Items listed in a dataset
#####

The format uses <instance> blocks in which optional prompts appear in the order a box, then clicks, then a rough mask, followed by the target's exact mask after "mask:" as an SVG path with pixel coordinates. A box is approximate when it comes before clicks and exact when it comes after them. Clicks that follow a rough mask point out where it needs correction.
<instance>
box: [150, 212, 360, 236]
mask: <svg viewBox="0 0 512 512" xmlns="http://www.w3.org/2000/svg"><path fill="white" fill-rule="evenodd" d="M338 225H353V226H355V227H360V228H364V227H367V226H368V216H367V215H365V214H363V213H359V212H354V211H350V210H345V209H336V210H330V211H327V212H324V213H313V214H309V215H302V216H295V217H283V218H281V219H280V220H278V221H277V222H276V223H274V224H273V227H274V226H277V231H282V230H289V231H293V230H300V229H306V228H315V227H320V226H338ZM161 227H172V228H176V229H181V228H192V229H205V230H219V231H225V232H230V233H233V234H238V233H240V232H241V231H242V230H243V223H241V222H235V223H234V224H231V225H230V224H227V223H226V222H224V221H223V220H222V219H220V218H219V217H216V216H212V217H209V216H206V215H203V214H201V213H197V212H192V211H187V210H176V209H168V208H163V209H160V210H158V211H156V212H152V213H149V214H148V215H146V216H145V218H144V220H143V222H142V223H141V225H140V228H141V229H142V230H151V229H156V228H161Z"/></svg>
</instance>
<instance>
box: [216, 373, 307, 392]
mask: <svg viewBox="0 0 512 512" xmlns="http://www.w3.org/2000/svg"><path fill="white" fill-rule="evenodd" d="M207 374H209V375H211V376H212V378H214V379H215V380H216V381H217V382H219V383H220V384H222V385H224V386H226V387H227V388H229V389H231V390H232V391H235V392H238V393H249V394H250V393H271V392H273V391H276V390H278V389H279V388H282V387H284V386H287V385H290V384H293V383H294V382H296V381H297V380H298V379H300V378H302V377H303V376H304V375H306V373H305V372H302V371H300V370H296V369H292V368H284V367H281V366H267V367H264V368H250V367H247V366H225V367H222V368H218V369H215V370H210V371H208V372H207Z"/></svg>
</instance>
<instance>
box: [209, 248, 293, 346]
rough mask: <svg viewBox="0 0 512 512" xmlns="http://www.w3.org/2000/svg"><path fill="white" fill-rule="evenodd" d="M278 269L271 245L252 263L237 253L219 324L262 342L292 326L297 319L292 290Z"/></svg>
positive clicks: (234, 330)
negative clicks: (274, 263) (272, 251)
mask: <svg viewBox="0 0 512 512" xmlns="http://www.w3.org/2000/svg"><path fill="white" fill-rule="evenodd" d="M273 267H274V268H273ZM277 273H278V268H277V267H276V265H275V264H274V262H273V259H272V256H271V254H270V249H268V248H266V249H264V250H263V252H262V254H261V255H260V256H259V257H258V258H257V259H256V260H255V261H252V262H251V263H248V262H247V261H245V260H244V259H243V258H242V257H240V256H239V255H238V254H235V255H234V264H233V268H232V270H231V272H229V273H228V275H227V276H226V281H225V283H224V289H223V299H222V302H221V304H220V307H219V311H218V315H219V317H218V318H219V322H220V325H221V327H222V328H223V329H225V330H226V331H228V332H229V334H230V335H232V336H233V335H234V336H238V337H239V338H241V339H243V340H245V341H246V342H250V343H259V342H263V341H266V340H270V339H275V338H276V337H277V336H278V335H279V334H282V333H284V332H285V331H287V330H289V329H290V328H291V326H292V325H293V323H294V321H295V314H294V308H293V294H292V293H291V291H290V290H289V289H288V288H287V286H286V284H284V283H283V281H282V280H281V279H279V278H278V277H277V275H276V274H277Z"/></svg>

#####

▶ Task prompt
The answer must be every line of the data that contains the word "rough".

▶ Task output
The format uses <instance> blocks in which optional prompts appear in the order a box, then clicks, then a rough mask, followed by the target's exact mask after "mask:" as an SVG path with pixel coordinates. A box is approximate when it comes before clicks and exact when it comes after them. Clicks that follow a rough mask point out where it needs correction.
rough mask: <svg viewBox="0 0 512 512" xmlns="http://www.w3.org/2000/svg"><path fill="white" fill-rule="evenodd" d="M278 269L271 245L252 263L237 253L219 324L262 342L292 326L297 319L292 290Z"/></svg>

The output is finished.